On 15 April 2025, Suman Ziaullah, Head of Technology, Resilience and Cyber at the United Kingdom Financial Conduct Authority (UK FCA), offered a forward-looking perspective on the future of operational resilience, following the sector-wide compliance deadline of 31 March 2025. UK FCA concluded the final stage of its operational resilience framework, reaffirming that the journey now moves beyond compliance into cultural transformation. In a reflective commentary which underlined that while regulated firms have met the mandatory deadline, the true test lies in how well they anticipate and respond to disruptions that could cause intolerable harm to consumers and markets. The message is clear that the operational resilience must now be integrated into the very design, strategy, and governance structures of firms and not treated merely as a regulatory raincoat. Ziaullah, through a metaphor of being caught unprepared in the rain, emphasised that operational resilience is not about preventing all disruptions but about ensuring preparedness to recover without causing significant harm. He warned that future challenges—ranging from cyber threats and third-party dependencies to emerging technologies like AI and quantum computing—demand continual evolution of firms’ resilience frameworks.

----

### Problem set
A. Answer each of these from the operational resilience text:
(i) On what date did Suman Ziaullah offer his perspective?
(ii) What was the sector-wide compliance deadline?
(iii) Which future challenges did he warn about?
B. Please explain, in one to three sentences, why the operational resilience text says that meeting the mandatory deadline is not the true test for firms.
C. Write a continuation of the operational resilience text, starting after its final sentence.
You can disregard the rows; nothing here depends on them.

----

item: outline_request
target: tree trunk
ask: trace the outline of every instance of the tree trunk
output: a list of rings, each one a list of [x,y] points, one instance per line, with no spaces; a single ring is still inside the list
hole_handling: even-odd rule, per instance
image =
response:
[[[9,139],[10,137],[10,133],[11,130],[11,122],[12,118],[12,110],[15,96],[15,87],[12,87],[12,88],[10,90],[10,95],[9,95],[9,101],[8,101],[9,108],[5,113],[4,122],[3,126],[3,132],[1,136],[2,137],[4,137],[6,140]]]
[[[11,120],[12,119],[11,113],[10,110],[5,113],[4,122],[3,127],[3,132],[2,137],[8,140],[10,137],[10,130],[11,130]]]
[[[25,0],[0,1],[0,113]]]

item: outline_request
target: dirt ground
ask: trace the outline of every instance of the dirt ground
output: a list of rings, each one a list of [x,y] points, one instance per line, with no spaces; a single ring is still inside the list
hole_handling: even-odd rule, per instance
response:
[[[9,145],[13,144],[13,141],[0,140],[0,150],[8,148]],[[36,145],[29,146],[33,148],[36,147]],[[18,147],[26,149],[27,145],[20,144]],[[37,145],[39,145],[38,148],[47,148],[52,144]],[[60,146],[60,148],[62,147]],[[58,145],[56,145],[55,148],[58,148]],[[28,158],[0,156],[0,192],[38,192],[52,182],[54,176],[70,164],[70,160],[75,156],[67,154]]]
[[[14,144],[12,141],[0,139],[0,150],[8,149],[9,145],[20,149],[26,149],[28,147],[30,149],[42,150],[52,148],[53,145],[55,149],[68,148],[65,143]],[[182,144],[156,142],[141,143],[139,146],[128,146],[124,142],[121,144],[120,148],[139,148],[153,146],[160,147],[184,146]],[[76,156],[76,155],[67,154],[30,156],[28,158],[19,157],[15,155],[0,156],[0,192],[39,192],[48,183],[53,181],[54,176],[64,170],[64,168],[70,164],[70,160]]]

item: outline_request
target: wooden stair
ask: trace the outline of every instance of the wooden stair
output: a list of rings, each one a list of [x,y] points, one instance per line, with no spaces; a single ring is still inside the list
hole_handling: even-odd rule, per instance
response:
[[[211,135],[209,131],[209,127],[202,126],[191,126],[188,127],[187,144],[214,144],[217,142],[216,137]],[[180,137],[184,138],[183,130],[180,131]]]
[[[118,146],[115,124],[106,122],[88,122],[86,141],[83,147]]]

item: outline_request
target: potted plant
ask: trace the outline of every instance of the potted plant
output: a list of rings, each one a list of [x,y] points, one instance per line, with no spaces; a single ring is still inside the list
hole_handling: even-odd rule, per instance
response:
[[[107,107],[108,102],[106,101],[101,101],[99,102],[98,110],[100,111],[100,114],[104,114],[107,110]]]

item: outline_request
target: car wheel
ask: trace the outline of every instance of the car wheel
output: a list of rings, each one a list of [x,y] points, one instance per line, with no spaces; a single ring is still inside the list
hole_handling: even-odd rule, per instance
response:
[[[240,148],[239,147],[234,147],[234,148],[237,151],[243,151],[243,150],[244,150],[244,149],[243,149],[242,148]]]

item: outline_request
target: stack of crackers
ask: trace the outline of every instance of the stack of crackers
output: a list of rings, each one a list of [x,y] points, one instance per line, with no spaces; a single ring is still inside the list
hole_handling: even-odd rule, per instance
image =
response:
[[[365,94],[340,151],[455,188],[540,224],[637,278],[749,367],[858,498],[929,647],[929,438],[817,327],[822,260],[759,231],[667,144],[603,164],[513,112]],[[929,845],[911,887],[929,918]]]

----

### Answer list
A.
(i) 15 April 2025
(ii) 31 March 2025
(iii) Cyber threats, third-party dependencies, and emerging technologies like AI and quantum computing

B. Meeting the deadline is only compliance. The true test is how well firms anticipate and respond to disruptions that could cause intolerable harm to consumers and markets. That is why resilience must be built into firms' design, strategy, and governance rather than treated as a regulatory raincoat.

C.
This requirement applies to a wide range of regulated entities, including banks, building societies, PRA-designated investment firms, insurers, Recognised Investment Exchanges, enhanced scope Senior Managers and Certification Regime (SM&CR) firms, as well as entities authorised and registered under the Payment Services Regulations 2017 or the Electronic Money Regulations 2011. However, it does not extend to European Economic Area (EEA) firms. Under the UK FCA’s finalised framework, these firms were required, by no later than 31 March 2025, to complete full mapping and testing of their important business services, ensuring they are capable of remaining within impact tolerances under severe but plausible scenarios. This followed the earlier milestone of 31 March 2022, by which firms had to identify important business services, define impact tolerances for maximum tolerable disruption, conduct scenario testing at a suitable level of sophistication, and assess any vulnerabilities in their operational resilience.

The UK FCA, under its five-year strategic plan, has placed operational resilience at the core of maintaining public trust and financial market stability. It expects firms to:

  1. Show leadership engagement at board level, treating resilience as a business priority.
  2. Design scenarios that may lead to controlled failure, revealing systemic weaknesses before real-world disruption occurs.
  3. Establish robust, adaptive communication frameworks with tested contingency plans.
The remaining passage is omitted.